§ **PAGE EXTRACT**
** START **
After I got married and things got better financially, my interest in cooking really blossomed. I had someone to cook for and could afford the ingredients.
I bought a culinary school textbook (On Cooking) and started studying it. I would recommend this to all cooks at every level. It is an invaluable resource.
Learning knife skills is huge! Too many skip this part. Don’t.
I started collecting cookbooks and recreating the lovely dishes I saw and learned about. The Beautiful Cookbook Series books were always on my coffee table. The big pictures had me dreaming of travel and foods from all over the world. The internet has replaced my beloved cookbooks for the most part, these days, but I still keep my favorite print books close at hand.
Years went by and my wife and I now entertain our friends and family with dinner parties and large gatherings. I built a pit and roasted a whole pig for my daughter’s graduation. You learn a lot about what can be done ahead of time when you’re forced to do it. You also learn about estimating quantities of food when you cook for a crowd. My best advice on throwing events is to have as much done as possible the day before. This is your party and your guests came to see you. You need to make yourself available and enjoy all the hard work you did.
As I have gotten older, I have also been fortunate enough to be able to collect quite a large amount of kitchen equipment. It has taken 40+ years of garage sales, flea markets, thrift stores and just plain shopping to accumulate the tools I work with. I often look for single unique plates to photograph my food. Having a few plates of different color and pattern will really make your food look better. If you can’t do this, get a white plate. Almost nothing clashes with white. Last tip is take lots of pics. You made the plate pretty, now take no less than ten shots, moving the camera in out, rotating the plate etc. You can then pick your favorite shot. A small rechargeable ring light really helps too.
** END **
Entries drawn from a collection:
** START **
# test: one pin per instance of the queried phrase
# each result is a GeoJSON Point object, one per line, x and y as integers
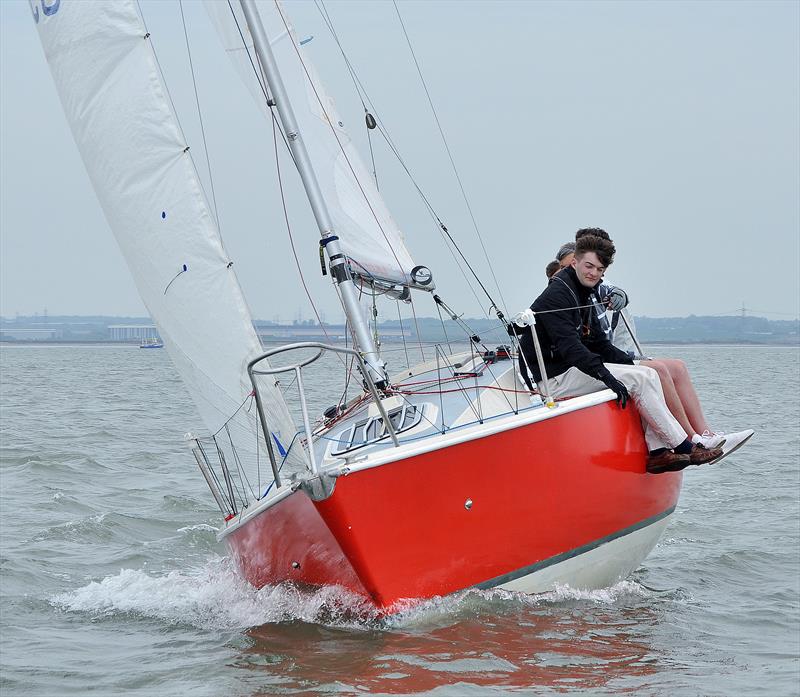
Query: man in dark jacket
{"type": "Point", "coordinates": [579, 358]}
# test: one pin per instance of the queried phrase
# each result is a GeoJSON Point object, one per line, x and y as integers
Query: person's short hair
{"type": "Point", "coordinates": [565, 249]}
{"type": "Point", "coordinates": [596, 231]}
{"type": "Point", "coordinates": [604, 248]}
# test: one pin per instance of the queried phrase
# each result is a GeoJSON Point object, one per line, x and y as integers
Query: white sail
{"type": "Point", "coordinates": [368, 234]}
{"type": "Point", "coordinates": [136, 156]}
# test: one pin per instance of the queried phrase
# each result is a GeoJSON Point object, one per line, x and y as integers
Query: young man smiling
{"type": "Point", "coordinates": [580, 359]}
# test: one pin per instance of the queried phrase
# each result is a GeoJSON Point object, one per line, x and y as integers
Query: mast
{"type": "Point", "coordinates": [340, 272]}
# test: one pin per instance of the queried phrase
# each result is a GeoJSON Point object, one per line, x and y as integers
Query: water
{"type": "Point", "coordinates": [113, 583]}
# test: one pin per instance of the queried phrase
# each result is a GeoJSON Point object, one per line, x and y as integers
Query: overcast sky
{"type": "Point", "coordinates": [673, 125]}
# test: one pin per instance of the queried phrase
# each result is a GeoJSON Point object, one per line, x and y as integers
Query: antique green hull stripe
{"type": "Point", "coordinates": [539, 565]}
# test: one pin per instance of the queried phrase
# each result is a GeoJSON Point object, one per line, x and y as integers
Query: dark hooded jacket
{"type": "Point", "coordinates": [568, 337]}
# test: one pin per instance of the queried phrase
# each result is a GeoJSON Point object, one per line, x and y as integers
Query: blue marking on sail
{"type": "Point", "coordinates": [281, 449]}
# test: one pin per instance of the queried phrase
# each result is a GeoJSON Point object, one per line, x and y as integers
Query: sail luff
{"type": "Point", "coordinates": [138, 161]}
{"type": "Point", "coordinates": [368, 234]}
{"type": "Point", "coordinates": [340, 272]}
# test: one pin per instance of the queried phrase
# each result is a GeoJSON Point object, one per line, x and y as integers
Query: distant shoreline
{"type": "Point", "coordinates": [132, 344]}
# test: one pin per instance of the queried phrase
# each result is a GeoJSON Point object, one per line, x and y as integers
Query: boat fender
{"type": "Point", "coordinates": [320, 487]}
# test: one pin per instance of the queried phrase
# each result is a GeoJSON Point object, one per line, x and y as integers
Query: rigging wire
{"type": "Point", "coordinates": [321, 104]}
{"type": "Point", "coordinates": [452, 161]}
{"type": "Point", "coordinates": [320, 4]}
{"type": "Point", "coordinates": [416, 326]}
{"type": "Point", "coordinates": [363, 95]}
{"type": "Point", "coordinates": [200, 116]}
{"type": "Point", "coordinates": [403, 335]}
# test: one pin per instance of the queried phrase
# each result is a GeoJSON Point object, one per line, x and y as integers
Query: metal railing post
{"type": "Point", "coordinates": [540, 360]}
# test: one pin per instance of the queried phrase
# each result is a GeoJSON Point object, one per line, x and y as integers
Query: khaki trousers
{"type": "Point", "coordinates": [661, 430]}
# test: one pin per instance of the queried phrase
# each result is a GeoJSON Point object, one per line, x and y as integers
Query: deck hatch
{"type": "Point", "coordinates": [372, 429]}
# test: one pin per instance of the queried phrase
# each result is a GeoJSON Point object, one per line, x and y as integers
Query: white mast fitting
{"type": "Point", "coordinates": [336, 259]}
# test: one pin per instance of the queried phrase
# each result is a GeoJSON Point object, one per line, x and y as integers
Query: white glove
{"type": "Point", "coordinates": [524, 318]}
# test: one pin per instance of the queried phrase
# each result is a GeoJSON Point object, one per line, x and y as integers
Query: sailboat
{"type": "Point", "coordinates": [452, 475]}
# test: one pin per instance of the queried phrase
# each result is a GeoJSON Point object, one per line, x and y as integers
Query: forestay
{"type": "Point", "coordinates": [368, 234]}
{"type": "Point", "coordinates": [137, 158]}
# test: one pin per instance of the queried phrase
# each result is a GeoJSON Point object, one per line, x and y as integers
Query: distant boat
{"type": "Point", "coordinates": [450, 476]}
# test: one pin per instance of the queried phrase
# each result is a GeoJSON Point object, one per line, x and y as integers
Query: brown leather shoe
{"type": "Point", "coordinates": [700, 454]}
{"type": "Point", "coordinates": [667, 461]}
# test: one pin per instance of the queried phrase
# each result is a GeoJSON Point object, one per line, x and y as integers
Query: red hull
{"type": "Point", "coordinates": [401, 530]}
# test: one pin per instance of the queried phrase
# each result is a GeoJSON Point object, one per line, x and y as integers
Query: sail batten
{"type": "Point", "coordinates": [138, 161]}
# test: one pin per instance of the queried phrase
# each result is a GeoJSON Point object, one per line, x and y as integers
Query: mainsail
{"type": "Point", "coordinates": [368, 234]}
{"type": "Point", "coordinates": [138, 161]}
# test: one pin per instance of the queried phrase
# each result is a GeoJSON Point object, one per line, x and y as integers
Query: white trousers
{"type": "Point", "coordinates": [661, 430]}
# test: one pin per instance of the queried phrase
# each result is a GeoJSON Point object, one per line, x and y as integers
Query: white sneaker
{"type": "Point", "coordinates": [709, 440]}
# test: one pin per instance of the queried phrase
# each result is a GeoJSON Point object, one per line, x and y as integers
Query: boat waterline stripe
{"type": "Point", "coordinates": [539, 565]}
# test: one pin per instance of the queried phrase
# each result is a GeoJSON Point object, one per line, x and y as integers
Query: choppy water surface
{"type": "Point", "coordinates": [113, 583]}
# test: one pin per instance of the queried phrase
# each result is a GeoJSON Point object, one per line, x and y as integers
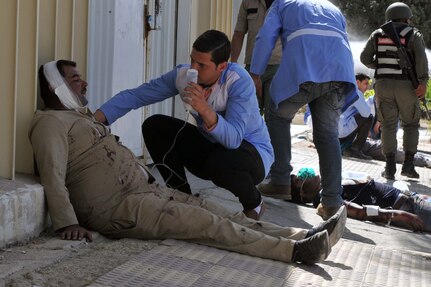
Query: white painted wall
{"type": "Point", "coordinates": [116, 60]}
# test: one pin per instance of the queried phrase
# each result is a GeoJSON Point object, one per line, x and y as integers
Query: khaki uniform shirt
{"type": "Point", "coordinates": [250, 18]}
{"type": "Point", "coordinates": [83, 169]}
{"type": "Point", "coordinates": [416, 45]}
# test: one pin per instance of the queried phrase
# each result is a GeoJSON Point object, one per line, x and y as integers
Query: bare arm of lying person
{"type": "Point", "coordinates": [360, 212]}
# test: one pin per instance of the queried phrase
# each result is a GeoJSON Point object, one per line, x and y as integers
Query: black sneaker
{"type": "Point", "coordinates": [313, 249]}
{"type": "Point", "coordinates": [356, 153]}
{"type": "Point", "coordinates": [409, 171]}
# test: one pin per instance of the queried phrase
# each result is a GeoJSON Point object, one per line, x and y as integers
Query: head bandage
{"type": "Point", "coordinates": [67, 97]}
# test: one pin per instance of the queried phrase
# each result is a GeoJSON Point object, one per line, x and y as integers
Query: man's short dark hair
{"type": "Point", "coordinates": [48, 96]}
{"type": "Point", "coordinates": [215, 42]}
{"type": "Point", "coordinates": [361, 76]}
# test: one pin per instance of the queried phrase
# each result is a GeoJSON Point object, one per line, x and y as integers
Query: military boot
{"type": "Point", "coordinates": [408, 168]}
{"type": "Point", "coordinates": [391, 167]}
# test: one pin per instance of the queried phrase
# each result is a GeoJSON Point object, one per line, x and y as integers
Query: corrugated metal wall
{"type": "Point", "coordinates": [221, 15]}
{"type": "Point", "coordinates": [37, 31]}
{"type": "Point", "coordinates": [33, 32]}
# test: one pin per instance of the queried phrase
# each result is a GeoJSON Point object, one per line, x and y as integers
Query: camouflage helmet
{"type": "Point", "coordinates": [398, 10]}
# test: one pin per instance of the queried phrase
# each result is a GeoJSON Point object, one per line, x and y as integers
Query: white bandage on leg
{"type": "Point", "coordinates": [372, 210]}
{"type": "Point", "coordinates": [66, 96]}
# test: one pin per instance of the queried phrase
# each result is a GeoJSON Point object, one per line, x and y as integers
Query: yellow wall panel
{"type": "Point", "coordinates": [8, 18]}
{"type": "Point", "coordinates": [80, 35]}
{"type": "Point", "coordinates": [64, 27]}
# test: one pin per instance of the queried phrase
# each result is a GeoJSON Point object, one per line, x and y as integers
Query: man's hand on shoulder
{"type": "Point", "coordinates": [257, 83]}
{"type": "Point", "coordinates": [100, 117]}
{"type": "Point", "coordinates": [75, 232]}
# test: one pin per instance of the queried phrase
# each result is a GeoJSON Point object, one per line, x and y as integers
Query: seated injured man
{"type": "Point", "coordinates": [366, 199]}
{"type": "Point", "coordinates": [93, 183]}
** END **
§ **TO BE DONE**
Write the next part of the cooking essay, picking up after its final sentence. The records bear no relation to the cooking essay.

§ **RESULT OF THE TASK**
I have collected many knives as well as books, kitchen and tableware, and I love each one for its uniqueness. I don’t recommend knife sets when starting out. Pick up a quality chef’s knife that feels good in your hands and matches your cutting style– are you more of a slicer or a chopper? You should also get a sharp paring knife. Again, one that feels just right in your hand. Also a serrated bread knife, a filet knife, and a cleaver of some sort (I like the Japanese nakiri.) Learn to sharpen your knives and to care for them and you will have them for a lifetime. I keep mine on magnetic blocks or in a chef’s roll.
My cooking these days is most influenced by sites like The Cook’s Cook. I get to collect ideas and adjust them to my palate. That’s what learning to cook is about. Learn the cooking techniques and flavor combinations you like and then apply them to what you have available to work with.